> **TASK DIRECTIONS**: Show every line of the entries below that contains the string "negative", matching case exactly.

***** DATA IN THIS EXERCISE *****

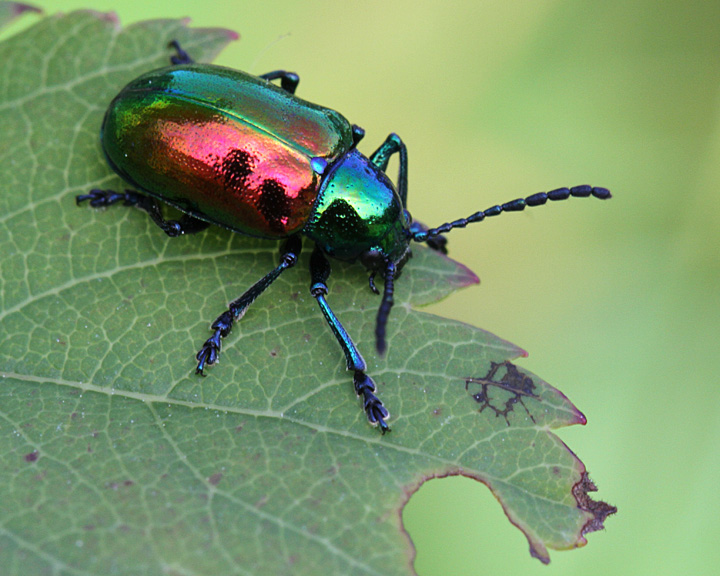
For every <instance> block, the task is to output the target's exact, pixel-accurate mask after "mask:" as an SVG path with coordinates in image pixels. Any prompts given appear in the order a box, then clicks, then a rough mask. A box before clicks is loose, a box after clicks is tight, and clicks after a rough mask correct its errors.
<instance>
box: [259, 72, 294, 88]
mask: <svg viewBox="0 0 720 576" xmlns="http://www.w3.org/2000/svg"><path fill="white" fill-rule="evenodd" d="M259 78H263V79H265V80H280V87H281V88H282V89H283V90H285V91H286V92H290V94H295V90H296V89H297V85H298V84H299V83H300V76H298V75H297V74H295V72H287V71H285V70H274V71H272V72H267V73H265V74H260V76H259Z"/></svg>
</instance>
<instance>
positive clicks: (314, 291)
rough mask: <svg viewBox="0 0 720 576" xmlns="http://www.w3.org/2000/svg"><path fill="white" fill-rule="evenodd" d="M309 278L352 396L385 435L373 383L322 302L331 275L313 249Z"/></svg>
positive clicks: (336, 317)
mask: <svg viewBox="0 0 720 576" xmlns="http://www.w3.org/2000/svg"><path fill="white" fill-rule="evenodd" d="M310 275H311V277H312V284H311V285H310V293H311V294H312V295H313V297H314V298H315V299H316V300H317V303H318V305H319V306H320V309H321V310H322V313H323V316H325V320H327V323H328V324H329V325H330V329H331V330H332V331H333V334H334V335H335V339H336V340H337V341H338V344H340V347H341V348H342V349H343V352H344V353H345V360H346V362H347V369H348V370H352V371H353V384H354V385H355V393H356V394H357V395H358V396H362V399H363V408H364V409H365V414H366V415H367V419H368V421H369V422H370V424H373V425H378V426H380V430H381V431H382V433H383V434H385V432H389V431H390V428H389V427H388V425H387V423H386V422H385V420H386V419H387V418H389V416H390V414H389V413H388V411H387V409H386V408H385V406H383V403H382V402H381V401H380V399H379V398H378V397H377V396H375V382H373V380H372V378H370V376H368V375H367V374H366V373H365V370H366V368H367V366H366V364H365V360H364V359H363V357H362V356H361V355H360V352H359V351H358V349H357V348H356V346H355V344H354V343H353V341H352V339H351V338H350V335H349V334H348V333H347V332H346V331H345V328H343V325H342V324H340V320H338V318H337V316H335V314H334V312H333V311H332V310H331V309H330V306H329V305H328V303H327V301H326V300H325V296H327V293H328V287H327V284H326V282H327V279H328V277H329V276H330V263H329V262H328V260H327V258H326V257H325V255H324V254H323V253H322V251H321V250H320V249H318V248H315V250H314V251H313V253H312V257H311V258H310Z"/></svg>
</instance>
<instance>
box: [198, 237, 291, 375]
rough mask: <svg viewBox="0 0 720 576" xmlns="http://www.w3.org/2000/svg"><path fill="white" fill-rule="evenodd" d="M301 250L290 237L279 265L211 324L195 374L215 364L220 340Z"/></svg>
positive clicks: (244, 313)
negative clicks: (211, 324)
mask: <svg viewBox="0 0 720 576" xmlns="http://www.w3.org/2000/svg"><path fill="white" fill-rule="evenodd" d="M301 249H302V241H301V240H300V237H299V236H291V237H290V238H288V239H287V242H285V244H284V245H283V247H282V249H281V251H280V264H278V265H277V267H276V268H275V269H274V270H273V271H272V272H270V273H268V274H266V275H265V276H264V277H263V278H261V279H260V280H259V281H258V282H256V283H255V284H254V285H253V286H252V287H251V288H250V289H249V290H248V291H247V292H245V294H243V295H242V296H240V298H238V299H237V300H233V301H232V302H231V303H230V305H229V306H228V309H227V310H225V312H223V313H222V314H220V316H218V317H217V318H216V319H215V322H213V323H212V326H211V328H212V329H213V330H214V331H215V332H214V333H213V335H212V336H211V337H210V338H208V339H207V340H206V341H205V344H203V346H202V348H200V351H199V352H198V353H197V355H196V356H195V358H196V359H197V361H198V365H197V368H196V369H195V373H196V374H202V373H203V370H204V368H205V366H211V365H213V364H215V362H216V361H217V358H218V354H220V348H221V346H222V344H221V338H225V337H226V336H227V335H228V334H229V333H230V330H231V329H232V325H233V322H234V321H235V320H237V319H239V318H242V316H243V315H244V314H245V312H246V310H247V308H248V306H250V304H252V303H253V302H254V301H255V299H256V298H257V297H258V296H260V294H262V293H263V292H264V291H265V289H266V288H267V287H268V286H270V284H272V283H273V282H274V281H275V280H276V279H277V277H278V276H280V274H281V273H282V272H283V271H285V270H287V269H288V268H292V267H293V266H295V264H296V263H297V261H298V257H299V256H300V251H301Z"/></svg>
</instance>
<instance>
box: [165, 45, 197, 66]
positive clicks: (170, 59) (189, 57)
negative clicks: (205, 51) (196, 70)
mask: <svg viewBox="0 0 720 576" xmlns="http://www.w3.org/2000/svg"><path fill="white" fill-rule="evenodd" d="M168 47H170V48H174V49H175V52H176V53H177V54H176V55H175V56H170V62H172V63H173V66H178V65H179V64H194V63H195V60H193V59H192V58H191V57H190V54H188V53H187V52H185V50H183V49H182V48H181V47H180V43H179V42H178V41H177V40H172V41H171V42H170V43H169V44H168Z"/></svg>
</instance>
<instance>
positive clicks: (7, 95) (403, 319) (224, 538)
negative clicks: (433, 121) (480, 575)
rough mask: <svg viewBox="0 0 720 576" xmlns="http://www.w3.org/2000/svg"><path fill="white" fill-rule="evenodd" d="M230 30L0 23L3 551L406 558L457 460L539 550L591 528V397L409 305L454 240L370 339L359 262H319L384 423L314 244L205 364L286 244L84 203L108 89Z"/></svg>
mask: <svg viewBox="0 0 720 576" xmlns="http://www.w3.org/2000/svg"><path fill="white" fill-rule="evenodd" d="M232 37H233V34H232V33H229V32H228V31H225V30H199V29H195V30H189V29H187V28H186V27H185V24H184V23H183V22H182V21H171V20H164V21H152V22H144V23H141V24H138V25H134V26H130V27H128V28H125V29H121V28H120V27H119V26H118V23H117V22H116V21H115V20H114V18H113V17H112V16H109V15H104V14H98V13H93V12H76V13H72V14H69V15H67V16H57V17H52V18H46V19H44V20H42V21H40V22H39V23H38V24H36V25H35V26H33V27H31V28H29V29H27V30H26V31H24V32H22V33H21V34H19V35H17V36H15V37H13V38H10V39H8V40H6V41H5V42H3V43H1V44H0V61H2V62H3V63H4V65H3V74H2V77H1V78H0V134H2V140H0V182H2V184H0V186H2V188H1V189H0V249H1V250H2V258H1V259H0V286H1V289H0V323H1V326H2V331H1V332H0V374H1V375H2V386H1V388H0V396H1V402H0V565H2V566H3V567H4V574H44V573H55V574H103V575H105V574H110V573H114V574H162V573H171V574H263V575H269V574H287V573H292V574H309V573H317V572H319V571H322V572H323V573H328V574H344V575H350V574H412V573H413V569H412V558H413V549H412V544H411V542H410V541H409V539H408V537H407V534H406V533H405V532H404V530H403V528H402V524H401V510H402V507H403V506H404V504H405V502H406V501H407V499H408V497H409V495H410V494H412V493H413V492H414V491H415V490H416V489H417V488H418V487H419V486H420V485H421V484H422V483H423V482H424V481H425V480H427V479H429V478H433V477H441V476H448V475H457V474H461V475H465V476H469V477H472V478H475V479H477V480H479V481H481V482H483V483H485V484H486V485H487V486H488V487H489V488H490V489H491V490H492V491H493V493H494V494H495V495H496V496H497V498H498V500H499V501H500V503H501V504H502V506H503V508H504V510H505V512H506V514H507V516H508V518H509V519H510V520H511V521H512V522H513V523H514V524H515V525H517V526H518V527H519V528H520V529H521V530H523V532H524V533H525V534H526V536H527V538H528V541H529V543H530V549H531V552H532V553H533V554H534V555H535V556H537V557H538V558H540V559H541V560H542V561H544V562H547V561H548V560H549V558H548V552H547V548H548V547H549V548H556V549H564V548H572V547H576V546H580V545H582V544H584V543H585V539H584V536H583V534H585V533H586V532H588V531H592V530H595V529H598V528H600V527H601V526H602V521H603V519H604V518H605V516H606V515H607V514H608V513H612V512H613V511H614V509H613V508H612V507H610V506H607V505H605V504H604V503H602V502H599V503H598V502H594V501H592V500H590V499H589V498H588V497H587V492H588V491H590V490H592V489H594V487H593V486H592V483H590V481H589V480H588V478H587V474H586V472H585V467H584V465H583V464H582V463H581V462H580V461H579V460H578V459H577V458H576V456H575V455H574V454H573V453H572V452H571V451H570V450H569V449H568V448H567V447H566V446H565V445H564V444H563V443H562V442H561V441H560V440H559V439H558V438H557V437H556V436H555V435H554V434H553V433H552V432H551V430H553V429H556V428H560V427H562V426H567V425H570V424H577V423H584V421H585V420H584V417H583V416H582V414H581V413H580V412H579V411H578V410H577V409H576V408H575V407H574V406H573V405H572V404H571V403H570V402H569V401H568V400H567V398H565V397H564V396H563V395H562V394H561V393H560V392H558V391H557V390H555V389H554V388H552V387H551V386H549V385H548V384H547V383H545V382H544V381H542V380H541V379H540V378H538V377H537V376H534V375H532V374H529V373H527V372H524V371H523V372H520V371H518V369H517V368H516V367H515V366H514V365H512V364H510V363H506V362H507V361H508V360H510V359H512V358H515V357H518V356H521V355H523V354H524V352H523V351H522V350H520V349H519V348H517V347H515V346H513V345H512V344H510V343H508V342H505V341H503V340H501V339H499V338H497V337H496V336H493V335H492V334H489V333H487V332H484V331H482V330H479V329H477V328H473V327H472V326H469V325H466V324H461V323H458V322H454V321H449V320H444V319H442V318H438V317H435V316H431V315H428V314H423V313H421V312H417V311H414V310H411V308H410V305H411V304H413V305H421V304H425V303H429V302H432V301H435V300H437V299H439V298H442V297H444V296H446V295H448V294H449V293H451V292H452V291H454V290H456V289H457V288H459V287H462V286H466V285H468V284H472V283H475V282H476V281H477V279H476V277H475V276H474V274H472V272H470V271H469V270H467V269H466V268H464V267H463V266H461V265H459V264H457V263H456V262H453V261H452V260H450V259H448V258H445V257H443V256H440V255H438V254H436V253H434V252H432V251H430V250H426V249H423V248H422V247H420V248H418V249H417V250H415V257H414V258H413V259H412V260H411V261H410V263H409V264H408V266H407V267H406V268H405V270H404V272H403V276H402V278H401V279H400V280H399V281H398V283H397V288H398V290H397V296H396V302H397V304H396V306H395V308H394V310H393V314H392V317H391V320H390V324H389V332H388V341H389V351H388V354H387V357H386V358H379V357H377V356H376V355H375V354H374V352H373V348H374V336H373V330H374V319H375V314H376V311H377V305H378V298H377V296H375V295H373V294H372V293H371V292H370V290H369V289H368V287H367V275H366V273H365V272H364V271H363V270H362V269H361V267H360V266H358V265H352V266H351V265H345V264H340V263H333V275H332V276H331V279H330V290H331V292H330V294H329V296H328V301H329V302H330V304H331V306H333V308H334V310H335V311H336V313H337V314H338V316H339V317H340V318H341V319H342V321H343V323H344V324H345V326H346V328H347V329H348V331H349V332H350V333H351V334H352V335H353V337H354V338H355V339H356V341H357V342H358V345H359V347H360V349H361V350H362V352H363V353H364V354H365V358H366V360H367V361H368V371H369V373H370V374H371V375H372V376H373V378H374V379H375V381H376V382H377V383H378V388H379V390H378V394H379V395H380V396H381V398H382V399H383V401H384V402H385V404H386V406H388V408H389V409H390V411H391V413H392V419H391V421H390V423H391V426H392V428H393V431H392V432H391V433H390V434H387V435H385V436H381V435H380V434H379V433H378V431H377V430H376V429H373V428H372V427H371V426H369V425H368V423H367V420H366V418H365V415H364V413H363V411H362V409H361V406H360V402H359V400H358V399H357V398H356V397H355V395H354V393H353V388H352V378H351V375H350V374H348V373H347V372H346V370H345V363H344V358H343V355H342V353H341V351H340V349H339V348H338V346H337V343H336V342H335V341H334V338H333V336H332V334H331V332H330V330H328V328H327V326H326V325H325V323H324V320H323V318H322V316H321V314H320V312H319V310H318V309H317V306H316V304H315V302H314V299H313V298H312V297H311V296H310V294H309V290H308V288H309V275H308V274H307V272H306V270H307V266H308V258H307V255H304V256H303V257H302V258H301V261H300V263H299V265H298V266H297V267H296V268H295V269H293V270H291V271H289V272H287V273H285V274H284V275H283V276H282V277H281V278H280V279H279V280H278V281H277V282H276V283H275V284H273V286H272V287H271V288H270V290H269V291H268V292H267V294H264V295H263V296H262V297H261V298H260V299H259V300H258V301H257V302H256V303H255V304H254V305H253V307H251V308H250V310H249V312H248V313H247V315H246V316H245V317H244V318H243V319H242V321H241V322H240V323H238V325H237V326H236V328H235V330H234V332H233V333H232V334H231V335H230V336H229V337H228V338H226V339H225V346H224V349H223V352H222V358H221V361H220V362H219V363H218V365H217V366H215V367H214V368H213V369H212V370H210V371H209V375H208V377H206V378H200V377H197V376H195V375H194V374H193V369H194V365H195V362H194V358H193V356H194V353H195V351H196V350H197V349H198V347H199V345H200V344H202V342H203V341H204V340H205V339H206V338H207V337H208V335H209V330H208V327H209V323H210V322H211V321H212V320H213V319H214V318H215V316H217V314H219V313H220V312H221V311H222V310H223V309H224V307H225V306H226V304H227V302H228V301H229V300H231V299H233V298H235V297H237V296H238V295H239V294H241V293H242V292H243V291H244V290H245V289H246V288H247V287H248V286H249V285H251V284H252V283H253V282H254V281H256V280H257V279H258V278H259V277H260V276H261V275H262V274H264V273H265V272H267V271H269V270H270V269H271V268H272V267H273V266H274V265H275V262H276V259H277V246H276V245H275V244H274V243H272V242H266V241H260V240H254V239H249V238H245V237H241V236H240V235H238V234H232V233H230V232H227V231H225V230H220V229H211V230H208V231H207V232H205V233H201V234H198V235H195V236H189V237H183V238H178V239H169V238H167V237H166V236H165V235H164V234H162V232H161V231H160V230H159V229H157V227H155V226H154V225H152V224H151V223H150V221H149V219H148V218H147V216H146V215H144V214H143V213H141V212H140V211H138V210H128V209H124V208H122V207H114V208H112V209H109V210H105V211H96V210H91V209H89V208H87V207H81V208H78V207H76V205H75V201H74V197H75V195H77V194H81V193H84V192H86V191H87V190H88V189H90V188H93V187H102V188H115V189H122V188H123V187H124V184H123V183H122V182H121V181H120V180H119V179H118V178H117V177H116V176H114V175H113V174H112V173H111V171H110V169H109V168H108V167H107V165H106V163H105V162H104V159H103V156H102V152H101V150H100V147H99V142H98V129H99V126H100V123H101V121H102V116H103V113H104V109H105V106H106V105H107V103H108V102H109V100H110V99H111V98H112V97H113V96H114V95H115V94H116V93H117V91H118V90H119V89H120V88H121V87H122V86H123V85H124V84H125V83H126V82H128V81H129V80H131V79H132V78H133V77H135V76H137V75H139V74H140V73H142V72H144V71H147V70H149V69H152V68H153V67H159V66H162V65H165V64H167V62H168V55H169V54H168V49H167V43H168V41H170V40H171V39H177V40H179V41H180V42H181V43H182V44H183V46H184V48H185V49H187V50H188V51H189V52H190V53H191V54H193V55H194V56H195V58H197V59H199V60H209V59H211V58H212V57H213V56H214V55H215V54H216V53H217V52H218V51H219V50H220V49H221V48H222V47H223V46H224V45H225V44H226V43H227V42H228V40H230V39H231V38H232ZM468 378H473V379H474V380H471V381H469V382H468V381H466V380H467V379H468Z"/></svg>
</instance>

*****

> **OUTPUT OF THE TASK**:
negative clicks: (211, 324)
negative clicks: (205, 51) (196, 70)
negative clicks: (433, 121) (480, 575)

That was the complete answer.